__WORK TO DO__.
**1)** In two sentences, what does the essay argue?
**2)** Answer these questions about the essay:
(a) What short answer does the essay give to what can be done to soften the blow?
(b) Whom does the essay credit with teaching that we are inextricably woven together?
(c) According to the essay, how many times out of 100 do we contract when culture demands it?
**3)** In the essay, swap "America" for "the United States" and write out the passage between "If there’s one" and "to redeem it.", inclusive.

__PASSAGE__.
——

Let’s face it. Our systems are failing us. They were founded on an unsustainable false premise that some people were inherently of higher worth while others were inherently of lesser worth. And the reality is that this is an inherent lie destined for collapse. We can do everything we can imagine to prolong the inevitable. But there are limits to this imagination. And we are fast approaching this limit.
If there’s one thing I can say I agree with some people on, it is the possibility that America might be teeter tottering on the edge of collapse. I know that probably sounds pretty fatalistic and morose. But, we have to face the facts. Everything that can go wrong with a country is on the rise in America. And sadly, there doesn’t seem to be much incentive for too many folks to put in the internal work to redeem it.
Yes there are some of us who came together to hit the snooze button on the alarm warning us that it was almost time for our appointment for us to reap what we’ve sown. But, if we don’t do something with this little reprieve besides get back in the bed and pull the covers over our heads, there’s going to be very little hope for us to set a course correction that minimizes the damage from the impact we’re headed for. So what can we do to soften the blow? The short answer is art. Hence, “The Art of the Real”.
Art, at its highest expression, challenges us to go both within ourselves and beyond ourselves creating relational space for us to join with others in a greater appreciation for what is humanly possible. If this doesn’t make sense, consider how great musical artists have produced works that drew in people from all walks of life into a place of mutual appreciation. And of course, it’s not just music. Paintings, poetry, pottery and other creative expressions that don’t start with the letter p have all done their part to foster appreciation of and for the other people’s powers of perception, perspective, and perspicacity 😅. All of which contribute to the artist’s capacity to create works that invite us into their worlds and imagine the possibilities of what untapped resources dwell within us just seeking the opportunity for expression.
Think about a movie that inspires you or the artistic genius of an athlete displaying poetry in motion. Now, don’t those experiences call into the depths of your being revealing an imaginative wellspring from which you could quench your thirst for meaning? That is because of the universal truth that what we witness in others in some degree resides within us as well. The only problem is that for most of us, buying into our polarized cultural contexts coaxes us into surrendering our imaginative capacity to what is socially “acceptable”. As a result, shortly after we feel inspired, we get automatically triggered and remind ourselves to stay in our lane. Art invited us to expand. But culture demands that we contract. And ninety-nine times out of 100 we do.
Conditional Appreciation
Earlier I mentioned that in America, our systems are built on the false premise that some people were inherently of higher worth while others were inherently of lesser worth. Well, in such a transactional system as this, perceived worth translates directly to social appreciation. So just as when we say an investment appreciates it means its worth or value increased, if someone is perceived as being of lower worth, they are seen as depreciating. And in this social system, where most people are treated like commodities, there are a bunch of us that get sold short because the system is betting on our failure. But what the people who are overly invested in this system don’t get is that, because we are inextricably woven together as Dr. King taught, when people try to keep any of us down they inevitably keep all of us down. This is something that deep down almost everyone knows.

——

__DATASET SECTION__.

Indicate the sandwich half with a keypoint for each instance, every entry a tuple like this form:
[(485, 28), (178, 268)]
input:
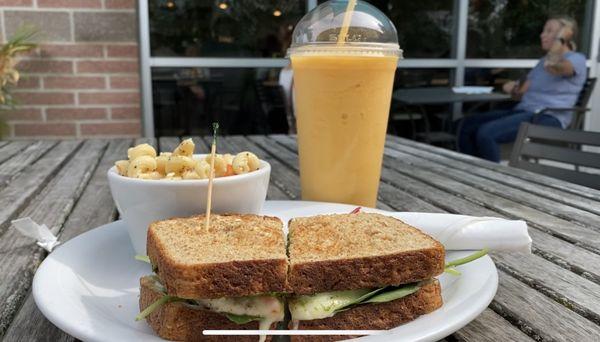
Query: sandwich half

——

__RESULTS OF THE TASKS__.
**1)** The essay argues that American systems are failing because they rest on the false premise that some people are inherently of higher worth than others, and that America may be teetering on the edge of collapse. It offers art as the way to soften the blow, since art draws people from all walks of life into mutual appreciation, though polarized culture pushes them to contract back into what is socially acceptable.

**2)**
(a) Art.
(b) Dr. King.
(c) Ninety-nine.

**3)**
If there’s one thing I can say I agree with some people on, it is the possibility that the United States might be teeter tottering on the edge of collapse. I know that probably sounds pretty fatalistic and morose. But, we have to face the facts. Everything that can go wrong with a country is on the rise in the United States. And sadly, there doesn’t seem to be much incentive for too many folks to put in the internal work to redeem it.